▶ [TASK DIRECTIONS] Present each line of the entries below that holds the word "detect".

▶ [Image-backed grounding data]
★ ★ ★ ★

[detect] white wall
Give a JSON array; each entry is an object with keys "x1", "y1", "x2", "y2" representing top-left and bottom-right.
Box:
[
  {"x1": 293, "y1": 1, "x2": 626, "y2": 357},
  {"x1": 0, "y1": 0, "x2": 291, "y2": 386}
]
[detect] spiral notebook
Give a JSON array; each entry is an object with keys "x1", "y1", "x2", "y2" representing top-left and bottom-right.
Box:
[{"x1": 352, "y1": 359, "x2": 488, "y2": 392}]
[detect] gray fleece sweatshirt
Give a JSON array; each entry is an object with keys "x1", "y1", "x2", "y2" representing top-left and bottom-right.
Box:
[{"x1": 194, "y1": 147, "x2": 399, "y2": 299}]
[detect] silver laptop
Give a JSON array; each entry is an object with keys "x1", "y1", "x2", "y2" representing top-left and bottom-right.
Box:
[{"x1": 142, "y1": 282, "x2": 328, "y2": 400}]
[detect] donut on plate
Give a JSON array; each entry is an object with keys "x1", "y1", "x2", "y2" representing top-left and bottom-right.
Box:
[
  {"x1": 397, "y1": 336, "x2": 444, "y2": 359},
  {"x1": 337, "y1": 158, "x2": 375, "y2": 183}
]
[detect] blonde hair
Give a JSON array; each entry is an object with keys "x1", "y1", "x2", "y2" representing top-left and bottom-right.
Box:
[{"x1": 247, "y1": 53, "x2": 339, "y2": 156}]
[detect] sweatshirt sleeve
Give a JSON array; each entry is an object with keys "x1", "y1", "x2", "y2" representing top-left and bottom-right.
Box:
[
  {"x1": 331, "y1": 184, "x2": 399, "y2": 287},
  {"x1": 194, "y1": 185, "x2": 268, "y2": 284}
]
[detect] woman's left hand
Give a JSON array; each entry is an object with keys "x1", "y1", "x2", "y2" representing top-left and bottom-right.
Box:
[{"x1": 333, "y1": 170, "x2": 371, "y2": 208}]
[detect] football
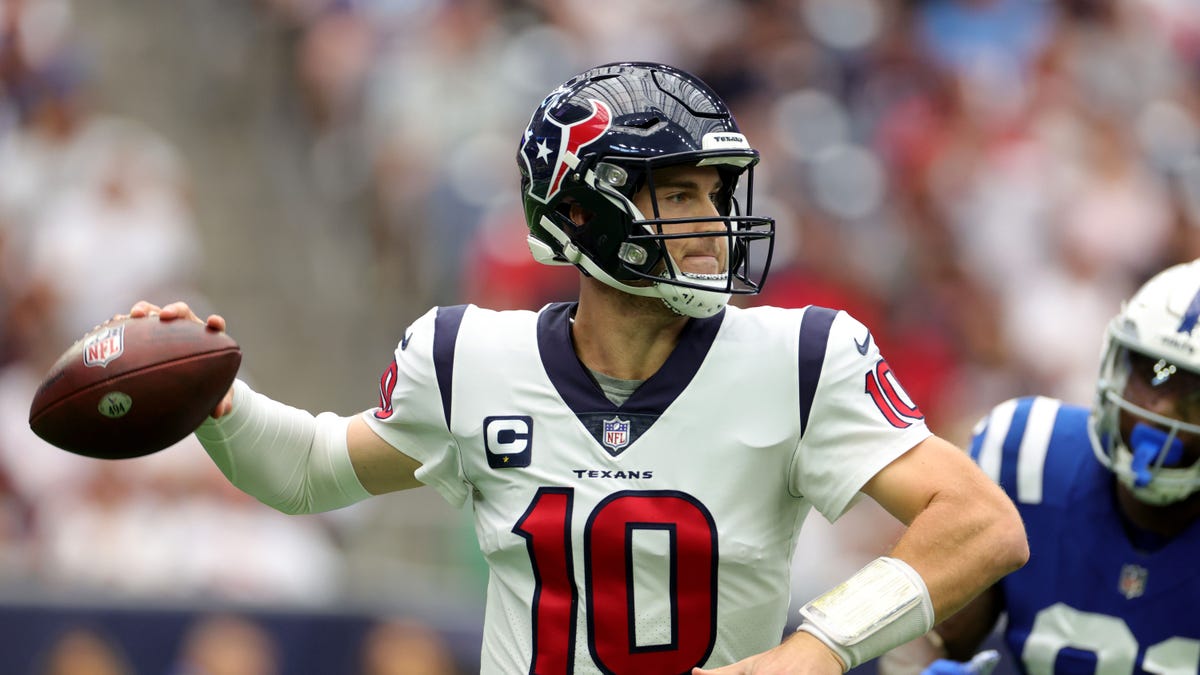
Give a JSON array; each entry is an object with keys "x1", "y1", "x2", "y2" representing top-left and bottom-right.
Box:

★ ★ ★ ★

▶ [OUTPUT OF THE TASK]
[detect] white wall
[detect] spiral notebook
[detect] gray fleece sweatshirt
[detect] silver laptop
[detect] donut on plate
[detect] blonde hair
[detect] sweatshirt sleeve
[detect] woman's left hand
[detect] football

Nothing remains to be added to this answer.